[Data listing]

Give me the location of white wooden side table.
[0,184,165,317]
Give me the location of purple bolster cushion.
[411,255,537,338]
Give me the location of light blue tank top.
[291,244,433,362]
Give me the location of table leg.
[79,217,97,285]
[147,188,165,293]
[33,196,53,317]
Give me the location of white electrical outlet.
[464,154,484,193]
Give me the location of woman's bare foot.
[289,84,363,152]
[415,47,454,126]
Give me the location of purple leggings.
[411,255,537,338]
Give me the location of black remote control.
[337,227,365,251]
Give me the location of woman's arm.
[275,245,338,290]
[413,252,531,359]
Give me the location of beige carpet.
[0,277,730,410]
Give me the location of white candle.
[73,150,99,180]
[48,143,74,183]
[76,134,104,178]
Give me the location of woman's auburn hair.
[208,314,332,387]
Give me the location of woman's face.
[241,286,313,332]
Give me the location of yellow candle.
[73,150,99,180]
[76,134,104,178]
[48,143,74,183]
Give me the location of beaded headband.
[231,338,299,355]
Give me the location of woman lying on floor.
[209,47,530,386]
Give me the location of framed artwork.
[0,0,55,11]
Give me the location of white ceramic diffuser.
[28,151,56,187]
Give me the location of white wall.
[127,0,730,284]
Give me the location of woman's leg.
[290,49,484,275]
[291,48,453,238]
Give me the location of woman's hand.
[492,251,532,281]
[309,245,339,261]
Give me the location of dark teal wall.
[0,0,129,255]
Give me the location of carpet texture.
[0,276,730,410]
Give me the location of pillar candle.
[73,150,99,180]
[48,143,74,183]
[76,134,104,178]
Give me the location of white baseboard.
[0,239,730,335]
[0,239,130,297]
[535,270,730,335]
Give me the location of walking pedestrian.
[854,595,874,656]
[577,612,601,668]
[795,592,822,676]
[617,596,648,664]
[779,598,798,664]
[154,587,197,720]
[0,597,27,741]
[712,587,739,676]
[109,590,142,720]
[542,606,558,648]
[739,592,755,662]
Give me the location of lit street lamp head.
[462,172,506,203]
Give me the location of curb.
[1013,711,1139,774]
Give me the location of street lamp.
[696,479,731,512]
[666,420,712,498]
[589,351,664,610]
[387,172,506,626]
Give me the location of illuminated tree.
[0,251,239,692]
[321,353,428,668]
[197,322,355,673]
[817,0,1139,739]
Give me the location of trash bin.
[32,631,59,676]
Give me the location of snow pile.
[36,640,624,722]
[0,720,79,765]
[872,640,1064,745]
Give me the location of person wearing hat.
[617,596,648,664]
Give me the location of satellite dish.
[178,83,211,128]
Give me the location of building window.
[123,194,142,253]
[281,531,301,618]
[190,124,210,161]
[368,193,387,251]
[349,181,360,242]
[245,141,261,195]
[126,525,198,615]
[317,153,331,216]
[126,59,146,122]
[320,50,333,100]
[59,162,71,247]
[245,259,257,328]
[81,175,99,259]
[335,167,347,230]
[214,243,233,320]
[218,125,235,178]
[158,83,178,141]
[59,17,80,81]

**Task directions**
Render the records above as a two-column CSV with the columns "query" and "boxes," one row per record, placing each record's text and its answer in a single quoted field and replacing any line breaks with spaces.

**Response to the task**
query,boxes
"Give me the location of white wooden side table.","[0,184,165,317]"
"Give me the location of purple bolster cushion.","[411,255,537,338]"
"Give me the location of light blue tank top.","[291,244,433,362]"
"Give me the location of table leg.","[79,217,97,285] [147,188,165,293] [33,196,53,317]"
"Give me the location of white electrical outlet.","[464,154,484,193]"
"Give me the location of woman's bare foot.","[289,84,363,152] [415,47,454,126]"
"Give me the location of purple leggings.","[411,255,537,338]"
"Give me the location of black remote control.","[337,227,365,251]"
"Give me the location of woman's arm.","[275,245,338,290] [413,252,531,359]"
"Give me the location of beige carpet.","[0,277,730,410]"
"Give me the location of white candle.","[73,150,99,180] [48,143,74,183] [76,134,104,178]"
"Give me the location of woman's auburn hair.","[208,314,332,387]"
"Give me the location of woman's face.","[241,286,313,332]"
"Give me the location of yellow candle.","[73,150,99,180] [76,134,104,178] [48,143,74,183]"
"Give me the location of beaded headband.","[231,338,299,355]"
"Give me the location of woman lying on floor.","[209,47,530,386]"
"Give me the location of framed artwork.","[0,0,55,11]"
"Give me the location of white ceramic diffuser.","[28,151,56,187]"
"Give me the location of white wall.","[127,0,730,284]"
"Give me the location of woman's leg.","[290,49,484,275] [291,48,453,238]"
"Give me the location of woman's hand.","[492,251,532,281] [309,245,339,261]"
"Give me the location of dark teal wall.","[0,0,129,255]"
"Give me the location of carpet texture.","[0,276,730,410]"
"Give me the location of pillar candle.","[73,150,99,180] [48,143,74,183] [76,134,104,178]"
"Give me the location of white baseboard.","[0,239,730,335] [0,239,130,297] [535,270,730,335]"
"Give me the location of walking pedestrian.","[854,595,874,656] [577,612,601,668] [795,592,822,676] [617,596,648,664] [779,598,798,664] [154,587,197,720] [0,597,27,741] [712,587,739,676] [109,590,142,720] [542,606,558,648] [739,592,755,662]"
"Give me the location of lit street lamp head.","[462,172,506,203]"
"Give me the location of curb.","[1013,711,1139,774]"
"Give me the location of street lamp.","[696,479,731,512] [666,420,712,498] [589,351,664,610] [387,172,506,626]"
"Give me the location of illuminated tree.","[0,251,239,692] [321,353,428,668] [197,322,355,673] [817,0,1139,739]"
"Give me the location of trash bin.","[32,631,59,676]"
"Give me the location of snow pile.","[36,640,624,722] [0,720,79,765] [872,640,1064,745]"
"Give me the location of person wearing hat.","[617,596,648,664]"
"Give me the location of satellite dish.","[178,83,211,128]"
"Give me the location of building window.","[123,194,142,253] [281,531,301,618] [190,124,210,161] [368,193,387,251] [349,181,360,242] [245,141,261,195] [126,525,198,615] [317,153,331,216] [126,59,146,122] [320,50,333,100] [59,162,71,247] [245,259,257,328] [81,175,99,259] [335,167,347,230] [214,243,233,320] [218,125,235,178] [158,83,178,141] [59,17,80,81]"